* [Text block]:
------------

- Born: November 28, 1951 (age 74) Chiba, Japan
- Education: University of Tokyo (BS) Kyoto University (MS, PhD)
- Known for: Quantum groups Isomonodromic deformation Holonomic quantum fields
- Awards: Japan Academy Prize (1993) Wigner Medal (2010) Heineman Prize (2013)
- Scientific career
- Fields: Mathematical physics
- Workplaces: Rikkyo University University of Tokyo Kyoto University
- Doctoral advisor: Mikio Sato

= Michio Jimbo =

Japanese mathematician (born 1951)

Michio Jimbo (神保 道夫, Jimbō Michio) is a Japanese mathematician working in mathematical physics. He is known for his introduction of quantum groups (independently of Vladimir Drinfeld), his contributions to the theory of integrable systems and their correlation functions, and his work with Mikio Sato and Tetsuji Miwa on holonomic quantum fields and isomonodromic deformation theory.

==Education and career==
Jimbo was born in Chiba, Japan. He received his bachelor's degree from the University of Tokyo in 1974 and entered graduate study at the Research Institute for Mathematical Sciences (RIMS) at Kyoto University under the supervision of Mikio Sato. He received his master's degree from Kyoto University in 1976 and his doctorate in 1986.
Between 1976 and 1988, Jimbo worked as a research associate at RIMS. In 1988 he became an associate professor in the Department of Mathematics at Kyoto University, where he was later promoted to full professor. In 2000 he moved to the University of Tokyo. He is currently a specially appointed professor at Rikkyo University in Tokyo.

==Research==

===Holonomic quantum fields and isomonodromic deformation===
In the late 1970s, Jimbo, together with Sato and Miwa, developed the theory of holonomic quantum fields, establishing an unexpected connection between isomonodromic deformation theory for linear differential equations and quantum field theory. This work provided a field-theoretic framework for the correlation functions of the two-dimensional Ising model and led to connections with Painlevé transcendents.

===Quantum groups===
In 1985, Jimbo introduced a q-deformation of the universal enveloping algebra of a simple Lie algebra, independently of Drinfeld's contemporaneous work on Hopf algebras and the quantum Yang–Baxter equation. These structures, now known as quantum groups or Drinfeld–Jimbo algebras, have had far-reaching applications in representation theory, knot theory, and exactly solvable models in statistical mechanics.

------------

Object point labels

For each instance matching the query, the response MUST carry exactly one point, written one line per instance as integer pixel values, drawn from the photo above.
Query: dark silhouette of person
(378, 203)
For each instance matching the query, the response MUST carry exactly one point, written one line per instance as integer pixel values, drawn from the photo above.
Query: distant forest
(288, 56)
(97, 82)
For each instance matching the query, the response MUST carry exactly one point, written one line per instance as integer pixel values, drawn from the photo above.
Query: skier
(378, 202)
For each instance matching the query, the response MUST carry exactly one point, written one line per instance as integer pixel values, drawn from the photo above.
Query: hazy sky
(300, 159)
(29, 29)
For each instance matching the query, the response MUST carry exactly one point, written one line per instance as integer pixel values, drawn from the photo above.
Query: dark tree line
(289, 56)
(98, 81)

------------

* [Task instructions]:
- a) Answer these from the Michio Jimbo text:
(i) In what year did Jimbo receive his doctorate?
(ii) What did Jimbo introduce in 1985?
(iii) Which prize did Jimbo receive in 2013?
- b) In the Michio Jimbo text, turn the paragraph beginning "Between 1976 and 1988" into a short list that keeps its main facts.
- c) Retype the part of the Michio Jimbo text that begins at the words "Japanese mathematician (born" and stops after "isomonodromic deformation theory.".

* [Solutions to the tasks]:
- a)
(i) 1986
(ii) A q-deformation of the universal enveloping algebra of a simple Lie algebra
(iii) The Heineman Prize

- b)
- 1976–1988: research associate at RIMS
- 1988: associate professor in the Department of Mathematics at Kyoto University, later promoted to full professor
- 2000: moved to the University of Tokyo
- Now: specially appointed professor at Rikkyo University in Tokyo

- c)
Japanese mathematician (born 1951)

Michio Jimbo (神保 道夫, Jimbō Michio) is a Japanese mathematician working in mathematical physics. He is known for his introduction of quantum groups (independently of Vladimir Drinfeld), his contributions to the theory of integrable systems and their correlation functions, and his work with Mikio Sato and Tetsuji Miwa on holonomic quantum fields and isomonodromic deformation theory.